## Task to carry out
Reproduce all entries precisely as they are written.

Coordinate labeling data:
============
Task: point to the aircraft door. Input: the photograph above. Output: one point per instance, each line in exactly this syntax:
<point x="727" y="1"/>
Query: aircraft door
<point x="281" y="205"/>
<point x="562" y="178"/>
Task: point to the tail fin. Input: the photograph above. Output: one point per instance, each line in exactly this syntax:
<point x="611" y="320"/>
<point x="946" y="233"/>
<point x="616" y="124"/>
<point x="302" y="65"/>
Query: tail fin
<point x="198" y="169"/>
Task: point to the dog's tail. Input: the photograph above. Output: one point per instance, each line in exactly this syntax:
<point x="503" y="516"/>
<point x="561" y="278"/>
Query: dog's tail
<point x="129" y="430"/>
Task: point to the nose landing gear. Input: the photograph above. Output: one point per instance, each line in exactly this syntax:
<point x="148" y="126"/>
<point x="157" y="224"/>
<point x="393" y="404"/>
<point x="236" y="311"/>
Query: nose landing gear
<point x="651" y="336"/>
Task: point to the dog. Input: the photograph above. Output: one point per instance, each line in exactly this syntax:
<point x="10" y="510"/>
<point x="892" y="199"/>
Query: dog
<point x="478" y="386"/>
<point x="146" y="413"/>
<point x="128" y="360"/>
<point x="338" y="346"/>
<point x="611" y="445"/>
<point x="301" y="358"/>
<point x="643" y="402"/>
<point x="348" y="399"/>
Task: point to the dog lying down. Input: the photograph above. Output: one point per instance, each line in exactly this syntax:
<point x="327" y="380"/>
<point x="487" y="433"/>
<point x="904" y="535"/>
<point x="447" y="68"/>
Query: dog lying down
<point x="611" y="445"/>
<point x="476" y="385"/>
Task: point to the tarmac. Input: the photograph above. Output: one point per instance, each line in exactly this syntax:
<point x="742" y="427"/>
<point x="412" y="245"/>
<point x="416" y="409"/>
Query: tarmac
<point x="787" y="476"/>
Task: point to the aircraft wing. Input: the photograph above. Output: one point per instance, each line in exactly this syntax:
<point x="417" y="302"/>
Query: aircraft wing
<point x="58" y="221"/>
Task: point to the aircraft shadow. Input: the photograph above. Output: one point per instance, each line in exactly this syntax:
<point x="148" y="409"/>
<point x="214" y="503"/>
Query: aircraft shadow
============
## Reply to the exercise
Task: point to the aircraft door. Input: the photograph above. Output: one point per instance, each line in exactly this syntax:
<point x="727" y="1"/>
Query: aircraft door
<point x="281" y="205"/>
<point x="562" y="178"/>
Task: point to the tail fin. Input: the photograph above. Output: one point per instance, each line in exactly this syntax:
<point x="611" y="320"/>
<point x="946" y="233"/>
<point x="616" y="124"/>
<point x="302" y="65"/>
Query: tail fin
<point x="198" y="169"/>
Task: point to the dog's tail. Input: the photograph above. Output: one point per instance, each line in exactly this syntax:
<point x="503" y="516"/>
<point x="561" y="278"/>
Query: dog's tail
<point x="129" y="430"/>
Task: point to the nose landing gear. Input: the photograph above. Output: one point per instance, each line in exactly this syntax:
<point x="148" y="126"/>
<point x="157" y="224"/>
<point x="393" y="404"/>
<point x="236" y="311"/>
Query: nose landing gear
<point x="651" y="336"/>
Task: point to the dog. Input: the photograph above. Output: one point per instance, each line in exactly this syntax:
<point x="10" y="510"/>
<point x="892" y="199"/>
Query: dog
<point x="478" y="386"/>
<point x="146" y="413"/>
<point x="128" y="360"/>
<point x="338" y="346"/>
<point x="611" y="445"/>
<point x="301" y="358"/>
<point x="643" y="402"/>
<point x="348" y="399"/>
Task: point to the dog lying down. Input: the photograph above. Output: one point per instance, each line in exactly this syntax:
<point x="327" y="380"/>
<point x="487" y="433"/>
<point x="904" y="535"/>
<point x="447" y="68"/>
Query: dog lying down
<point x="611" y="445"/>
<point x="476" y="385"/>
Task: point to the tarmac. Input: the photograph above. Output: one point per instance, each line in exactly this syntax:
<point x="742" y="427"/>
<point x="412" y="245"/>
<point x="416" y="409"/>
Query: tarmac
<point x="787" y="476"/>
Task: point to the aircraft wing. Input: the photograph above. Output: one point per instance, each line in exactly this syntax:
<point x="417" y="302"/>
Query: aircraft wing
<point x="58" y="221"/>
Task: point to the aircraft shadow. Input: the photograph above. Output: one point per instance, each line in exactly this syntax:
<point x="148" y="409"/>
<point x="214" y="503"/>
Query: aircraft shadow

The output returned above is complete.